**THE REQUEST**
Offset each coordinate by -90 in the entries below, from the line containing "floor in the photo above." through the last line of the entries, inclusive. Reproduce every line in that span and change only the coordinates.
---
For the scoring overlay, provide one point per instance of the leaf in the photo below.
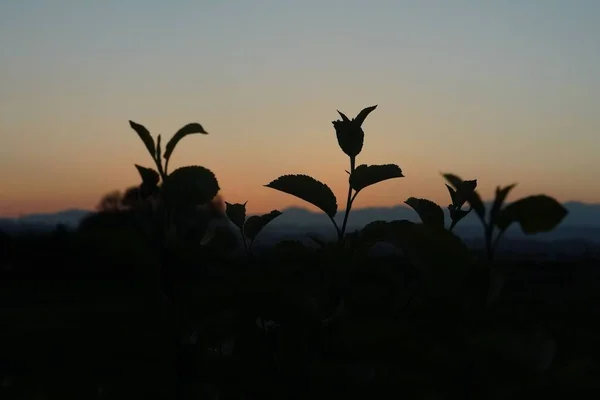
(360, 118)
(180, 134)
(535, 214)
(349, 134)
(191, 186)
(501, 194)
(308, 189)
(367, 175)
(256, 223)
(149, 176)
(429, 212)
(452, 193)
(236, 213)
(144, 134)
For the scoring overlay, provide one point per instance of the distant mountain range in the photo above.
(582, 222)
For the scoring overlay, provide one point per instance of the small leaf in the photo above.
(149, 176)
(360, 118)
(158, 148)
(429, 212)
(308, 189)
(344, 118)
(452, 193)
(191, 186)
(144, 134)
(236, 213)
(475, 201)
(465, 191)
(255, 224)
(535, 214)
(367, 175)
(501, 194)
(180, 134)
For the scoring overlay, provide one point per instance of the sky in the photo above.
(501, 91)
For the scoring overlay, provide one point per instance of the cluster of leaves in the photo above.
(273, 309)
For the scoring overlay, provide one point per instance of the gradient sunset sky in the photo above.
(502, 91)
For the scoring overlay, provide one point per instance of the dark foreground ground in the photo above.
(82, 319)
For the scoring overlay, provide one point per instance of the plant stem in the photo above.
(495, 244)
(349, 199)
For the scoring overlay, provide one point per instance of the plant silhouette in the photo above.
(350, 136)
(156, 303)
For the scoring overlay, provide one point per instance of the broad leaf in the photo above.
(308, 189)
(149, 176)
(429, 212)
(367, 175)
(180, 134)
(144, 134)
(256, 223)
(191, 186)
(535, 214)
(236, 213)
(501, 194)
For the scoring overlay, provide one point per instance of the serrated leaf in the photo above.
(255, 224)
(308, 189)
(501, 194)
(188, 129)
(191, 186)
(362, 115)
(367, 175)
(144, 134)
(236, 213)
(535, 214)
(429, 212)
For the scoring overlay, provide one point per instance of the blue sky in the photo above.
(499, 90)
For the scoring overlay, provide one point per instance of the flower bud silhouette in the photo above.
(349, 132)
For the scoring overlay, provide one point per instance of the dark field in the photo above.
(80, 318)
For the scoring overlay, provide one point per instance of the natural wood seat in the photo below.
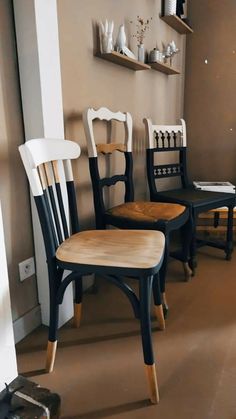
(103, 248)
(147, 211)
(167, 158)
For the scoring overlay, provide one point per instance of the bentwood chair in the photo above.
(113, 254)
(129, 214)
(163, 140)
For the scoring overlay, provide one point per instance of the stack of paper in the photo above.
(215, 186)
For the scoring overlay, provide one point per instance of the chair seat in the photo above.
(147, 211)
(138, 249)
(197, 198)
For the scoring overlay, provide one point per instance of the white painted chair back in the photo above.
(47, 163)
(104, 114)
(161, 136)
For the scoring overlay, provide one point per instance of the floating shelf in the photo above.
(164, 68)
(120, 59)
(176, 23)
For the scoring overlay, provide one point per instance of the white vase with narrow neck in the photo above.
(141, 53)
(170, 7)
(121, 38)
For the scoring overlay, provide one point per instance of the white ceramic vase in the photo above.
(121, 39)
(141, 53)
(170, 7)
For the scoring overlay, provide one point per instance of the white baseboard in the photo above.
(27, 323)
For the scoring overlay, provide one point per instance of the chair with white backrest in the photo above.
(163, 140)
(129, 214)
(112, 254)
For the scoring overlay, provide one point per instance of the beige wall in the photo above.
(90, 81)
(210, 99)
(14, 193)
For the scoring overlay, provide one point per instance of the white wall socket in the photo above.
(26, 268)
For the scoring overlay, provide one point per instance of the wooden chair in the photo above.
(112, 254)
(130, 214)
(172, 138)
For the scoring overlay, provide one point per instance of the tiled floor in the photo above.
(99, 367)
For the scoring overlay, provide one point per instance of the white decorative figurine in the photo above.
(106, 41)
---
**WORKED SOLUTION**
For the scoring overlay, provide one point per instance of the tiled floor in the photo above.
(9, 277)
For the scoring overlay, provide one point per instance of the white decorative figurine in the photo above.
(16, -49)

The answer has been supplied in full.